◆ **DIRECTIONS**:
Please rewrite every line of the entries below as a Markdown table with the columns Row and Entry line, numbering the rows in order and skipping any blank lines.

╭──

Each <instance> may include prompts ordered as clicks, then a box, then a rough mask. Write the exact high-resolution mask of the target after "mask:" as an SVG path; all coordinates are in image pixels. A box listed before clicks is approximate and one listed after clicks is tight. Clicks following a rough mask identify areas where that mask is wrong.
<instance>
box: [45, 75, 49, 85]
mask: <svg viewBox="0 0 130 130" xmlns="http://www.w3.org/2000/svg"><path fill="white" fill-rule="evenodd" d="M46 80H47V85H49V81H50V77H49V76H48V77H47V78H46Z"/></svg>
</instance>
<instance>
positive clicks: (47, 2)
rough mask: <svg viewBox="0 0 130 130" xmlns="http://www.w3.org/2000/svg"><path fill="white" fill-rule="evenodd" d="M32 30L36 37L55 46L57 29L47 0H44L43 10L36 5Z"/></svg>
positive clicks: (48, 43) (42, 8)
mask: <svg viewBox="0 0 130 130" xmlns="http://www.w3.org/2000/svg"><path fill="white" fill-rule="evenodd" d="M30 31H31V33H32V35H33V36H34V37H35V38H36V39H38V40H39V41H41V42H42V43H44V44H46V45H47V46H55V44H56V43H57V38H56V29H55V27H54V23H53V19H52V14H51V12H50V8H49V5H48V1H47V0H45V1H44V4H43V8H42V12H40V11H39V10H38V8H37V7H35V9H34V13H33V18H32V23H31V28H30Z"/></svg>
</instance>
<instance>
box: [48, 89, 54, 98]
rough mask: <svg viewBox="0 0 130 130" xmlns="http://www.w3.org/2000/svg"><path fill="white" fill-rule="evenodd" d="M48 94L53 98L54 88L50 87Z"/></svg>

╰──

◆ **SOLUTION FOR THIS TASK**:
| Row | Entry line |
|---|---|
| 1 | Each <instance> may include prompts ordered as clicks, then a box, then a rough mask. Write the exact high-resolution mask of the target after "mask:" as an SVG path; all coordinates are in image pixels. A box listed before clicks is approximate and one listed after clicks is tight. Clicks following a rough mask identify areas where that mask is wrong. |
| 2 | <instance> |
| 3 | box: [45, 75, 49, 85] |
| 4 | mask: <svg viewBox="0 0 130 130" xmlns="http://www.w3.org/2000/svg"><path fill="white" fill-rule="evenodd" d="M46 80H47V85H49V81H50V77H49V76H48V77H47V78H46Z"/></svg> |
| 5 | </instance> |
| 6 | <instance> |
| 7 | positive clicks: (47, 2) |
| 8 | rough mask: <svg viewBox="0 0 130 130" xmlns="http://www.w3.org/2000/svg"><path fill="white" fill-rule="evenodd" d="M32 30L36 37L55 46L57 29L47 0H44L43 10L36 5Z"/></svg> |
| 9 | positive clicks: (48, 43) (42, 8) |
| 10 | mask: <svg viewBox="0 0 130 130" xmlns="http://www.w3.org/2000/svg"><path fill="white" fill-rule="evenodd" d="M30 31H31V33H32V35H33V36H34V37H35V38H36V39H38V40H39V41H41V42H42V43H44V44H46V45H47V46H55V44H56V43H57V38H56V29H55V27H54V23H53V19H52V14H51V12H50V8H49V5H48V1H47V0H45V1H44V4H43V8H42V12H40V11H39V10H38V8H37V7H35V9H34V13H33V18H32V23H31V28H30Z"/></svg> |
| 11 | </instance> |
| 12 | <instance> |
| 13 | box: [48, 89, 54, 98] |
| 14 | rough mask: <svg viewBox="0 0 130 130" xmlns="http://www.w3.org/2000/svg"><path fill="white" fill-rule="evenodd" d="M48 94L53 98L54 88L50 87Z"/></svg> |